● Objective: Lay out the lines of the listing as a numbered list, from the line containing "Expected: for every instance of the orange" through the last line of the listing, both ends included. Omit blank lines.

● Recorded data:
--- BEGIN ---
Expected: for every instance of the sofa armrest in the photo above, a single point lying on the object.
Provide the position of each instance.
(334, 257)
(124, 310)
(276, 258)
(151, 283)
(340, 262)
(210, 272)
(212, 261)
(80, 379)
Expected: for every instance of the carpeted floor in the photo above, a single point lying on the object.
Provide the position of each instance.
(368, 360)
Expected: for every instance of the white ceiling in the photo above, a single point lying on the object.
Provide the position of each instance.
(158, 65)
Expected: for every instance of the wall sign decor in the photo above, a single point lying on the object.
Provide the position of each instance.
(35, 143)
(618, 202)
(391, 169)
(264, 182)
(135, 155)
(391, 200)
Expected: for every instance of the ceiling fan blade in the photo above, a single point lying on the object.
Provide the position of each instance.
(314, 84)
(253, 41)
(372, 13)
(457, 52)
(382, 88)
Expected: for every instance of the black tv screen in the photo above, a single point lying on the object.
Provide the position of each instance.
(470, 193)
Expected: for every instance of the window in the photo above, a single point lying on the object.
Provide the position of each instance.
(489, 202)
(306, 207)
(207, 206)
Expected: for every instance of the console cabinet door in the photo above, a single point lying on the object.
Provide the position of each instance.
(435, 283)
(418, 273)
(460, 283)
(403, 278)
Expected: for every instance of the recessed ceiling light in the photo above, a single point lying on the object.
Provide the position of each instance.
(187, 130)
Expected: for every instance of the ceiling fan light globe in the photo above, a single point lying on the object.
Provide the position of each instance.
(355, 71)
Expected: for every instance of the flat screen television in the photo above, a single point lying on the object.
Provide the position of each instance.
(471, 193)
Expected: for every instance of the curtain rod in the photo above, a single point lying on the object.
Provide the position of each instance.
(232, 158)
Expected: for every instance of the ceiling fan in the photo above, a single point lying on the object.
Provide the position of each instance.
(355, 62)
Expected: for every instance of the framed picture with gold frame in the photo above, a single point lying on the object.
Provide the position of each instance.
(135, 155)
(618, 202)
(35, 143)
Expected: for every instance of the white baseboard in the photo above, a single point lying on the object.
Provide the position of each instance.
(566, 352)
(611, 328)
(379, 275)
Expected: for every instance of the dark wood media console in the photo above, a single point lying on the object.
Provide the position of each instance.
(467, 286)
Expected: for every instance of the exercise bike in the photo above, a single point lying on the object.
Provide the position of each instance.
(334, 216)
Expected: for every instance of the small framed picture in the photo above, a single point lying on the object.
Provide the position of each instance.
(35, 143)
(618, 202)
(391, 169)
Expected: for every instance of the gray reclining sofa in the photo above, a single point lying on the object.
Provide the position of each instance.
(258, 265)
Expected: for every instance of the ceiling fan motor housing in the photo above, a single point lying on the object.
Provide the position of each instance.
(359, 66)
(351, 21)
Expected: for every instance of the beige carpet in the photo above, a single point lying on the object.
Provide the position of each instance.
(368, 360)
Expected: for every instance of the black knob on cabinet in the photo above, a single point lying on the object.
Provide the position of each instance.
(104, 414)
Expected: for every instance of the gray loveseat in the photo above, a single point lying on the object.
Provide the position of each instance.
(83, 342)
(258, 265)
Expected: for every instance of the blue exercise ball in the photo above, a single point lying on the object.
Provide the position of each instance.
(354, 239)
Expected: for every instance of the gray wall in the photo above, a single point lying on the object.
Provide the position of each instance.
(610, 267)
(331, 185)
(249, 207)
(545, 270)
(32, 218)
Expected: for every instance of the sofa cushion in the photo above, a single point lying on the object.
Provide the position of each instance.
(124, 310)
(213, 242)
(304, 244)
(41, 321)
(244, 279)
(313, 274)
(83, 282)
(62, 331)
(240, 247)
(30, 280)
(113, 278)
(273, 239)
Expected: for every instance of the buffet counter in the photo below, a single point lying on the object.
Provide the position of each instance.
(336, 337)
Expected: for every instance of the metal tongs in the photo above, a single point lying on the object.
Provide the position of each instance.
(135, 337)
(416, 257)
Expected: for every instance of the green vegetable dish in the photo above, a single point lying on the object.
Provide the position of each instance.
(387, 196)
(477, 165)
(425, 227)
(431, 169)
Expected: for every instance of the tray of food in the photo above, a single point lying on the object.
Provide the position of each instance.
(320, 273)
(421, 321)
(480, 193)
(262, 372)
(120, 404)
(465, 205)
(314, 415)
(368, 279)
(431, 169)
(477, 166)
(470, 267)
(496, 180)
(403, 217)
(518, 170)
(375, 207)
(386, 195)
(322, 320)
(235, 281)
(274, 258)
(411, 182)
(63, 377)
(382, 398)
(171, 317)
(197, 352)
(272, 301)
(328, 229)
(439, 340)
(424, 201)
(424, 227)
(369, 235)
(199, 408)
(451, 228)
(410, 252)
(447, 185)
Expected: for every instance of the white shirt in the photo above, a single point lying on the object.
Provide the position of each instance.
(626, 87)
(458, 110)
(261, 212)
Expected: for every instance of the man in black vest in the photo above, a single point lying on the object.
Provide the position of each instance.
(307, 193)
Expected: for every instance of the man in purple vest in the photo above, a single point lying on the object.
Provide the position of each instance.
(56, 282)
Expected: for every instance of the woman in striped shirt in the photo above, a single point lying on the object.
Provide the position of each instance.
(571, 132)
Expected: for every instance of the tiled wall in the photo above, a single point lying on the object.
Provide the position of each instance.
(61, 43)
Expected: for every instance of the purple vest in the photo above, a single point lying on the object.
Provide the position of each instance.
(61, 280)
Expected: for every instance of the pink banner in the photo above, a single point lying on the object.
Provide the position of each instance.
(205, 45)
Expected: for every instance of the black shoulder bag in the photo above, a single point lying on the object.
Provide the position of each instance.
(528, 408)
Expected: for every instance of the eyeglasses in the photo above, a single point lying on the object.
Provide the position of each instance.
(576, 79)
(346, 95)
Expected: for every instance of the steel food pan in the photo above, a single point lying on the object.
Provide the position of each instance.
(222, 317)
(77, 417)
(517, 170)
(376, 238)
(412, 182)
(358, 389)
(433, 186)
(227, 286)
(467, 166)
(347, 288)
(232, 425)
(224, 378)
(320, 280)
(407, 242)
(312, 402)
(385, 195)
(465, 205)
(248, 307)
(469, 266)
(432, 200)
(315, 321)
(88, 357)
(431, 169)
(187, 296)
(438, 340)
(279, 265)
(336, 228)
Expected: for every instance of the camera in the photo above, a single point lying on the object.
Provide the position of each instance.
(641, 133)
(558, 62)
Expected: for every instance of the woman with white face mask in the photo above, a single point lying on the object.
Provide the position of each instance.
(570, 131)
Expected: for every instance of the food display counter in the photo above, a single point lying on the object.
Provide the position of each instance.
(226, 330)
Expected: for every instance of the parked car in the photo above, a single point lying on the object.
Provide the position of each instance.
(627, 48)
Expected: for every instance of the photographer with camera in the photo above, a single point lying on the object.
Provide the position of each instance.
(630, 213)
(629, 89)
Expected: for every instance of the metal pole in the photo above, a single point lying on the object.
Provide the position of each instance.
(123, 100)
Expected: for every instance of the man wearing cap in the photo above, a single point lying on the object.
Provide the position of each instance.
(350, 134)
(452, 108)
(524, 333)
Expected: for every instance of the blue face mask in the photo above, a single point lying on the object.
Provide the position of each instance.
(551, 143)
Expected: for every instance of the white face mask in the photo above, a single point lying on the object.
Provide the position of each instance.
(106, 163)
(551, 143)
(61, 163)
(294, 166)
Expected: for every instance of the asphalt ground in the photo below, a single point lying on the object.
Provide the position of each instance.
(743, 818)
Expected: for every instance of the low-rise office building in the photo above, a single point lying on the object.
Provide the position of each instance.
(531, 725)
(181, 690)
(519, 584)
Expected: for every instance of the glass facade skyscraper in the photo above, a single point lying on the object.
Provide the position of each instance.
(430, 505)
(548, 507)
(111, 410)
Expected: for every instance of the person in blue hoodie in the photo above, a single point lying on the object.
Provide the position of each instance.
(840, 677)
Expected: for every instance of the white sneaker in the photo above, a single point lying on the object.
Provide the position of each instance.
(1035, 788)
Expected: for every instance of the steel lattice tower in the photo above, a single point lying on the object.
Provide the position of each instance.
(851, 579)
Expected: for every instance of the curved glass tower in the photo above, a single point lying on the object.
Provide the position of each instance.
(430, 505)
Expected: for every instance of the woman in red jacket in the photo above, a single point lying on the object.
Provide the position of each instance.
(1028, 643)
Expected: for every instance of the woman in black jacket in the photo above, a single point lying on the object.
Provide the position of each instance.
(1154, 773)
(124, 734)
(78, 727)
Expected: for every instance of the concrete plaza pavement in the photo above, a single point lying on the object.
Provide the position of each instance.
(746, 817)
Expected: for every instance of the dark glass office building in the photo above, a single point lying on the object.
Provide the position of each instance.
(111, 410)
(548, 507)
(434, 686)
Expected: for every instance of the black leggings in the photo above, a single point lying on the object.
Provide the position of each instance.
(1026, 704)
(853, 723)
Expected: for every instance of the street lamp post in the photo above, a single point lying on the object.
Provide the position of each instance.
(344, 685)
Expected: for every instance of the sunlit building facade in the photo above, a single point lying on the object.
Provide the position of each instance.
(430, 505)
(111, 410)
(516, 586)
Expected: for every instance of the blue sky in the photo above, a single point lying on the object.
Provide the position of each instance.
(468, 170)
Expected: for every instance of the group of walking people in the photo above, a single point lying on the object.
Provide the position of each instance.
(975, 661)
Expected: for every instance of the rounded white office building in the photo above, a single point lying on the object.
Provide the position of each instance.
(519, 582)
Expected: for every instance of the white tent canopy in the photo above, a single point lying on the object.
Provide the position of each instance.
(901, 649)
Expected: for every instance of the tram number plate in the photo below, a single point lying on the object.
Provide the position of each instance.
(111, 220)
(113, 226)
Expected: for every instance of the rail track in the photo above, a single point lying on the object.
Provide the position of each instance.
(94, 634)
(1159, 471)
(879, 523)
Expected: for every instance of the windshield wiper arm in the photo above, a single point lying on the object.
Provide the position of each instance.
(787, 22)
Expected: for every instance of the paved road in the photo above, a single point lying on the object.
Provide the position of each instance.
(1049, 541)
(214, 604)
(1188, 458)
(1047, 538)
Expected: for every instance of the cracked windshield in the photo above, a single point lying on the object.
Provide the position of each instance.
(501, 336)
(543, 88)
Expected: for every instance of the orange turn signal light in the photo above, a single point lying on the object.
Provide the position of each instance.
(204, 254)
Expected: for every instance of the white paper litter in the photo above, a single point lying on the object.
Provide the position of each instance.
--- END ---
● Written answer:
1. Expected: for every instance of the orange turn signal light in the photo above, a single point lying on the object.
2. Provide the position of each instance.
3. (204, 254)
4. Expected: for every instance of the white paper litter in the photo above, a single point lying on the object.
5. Provide the position of each instance.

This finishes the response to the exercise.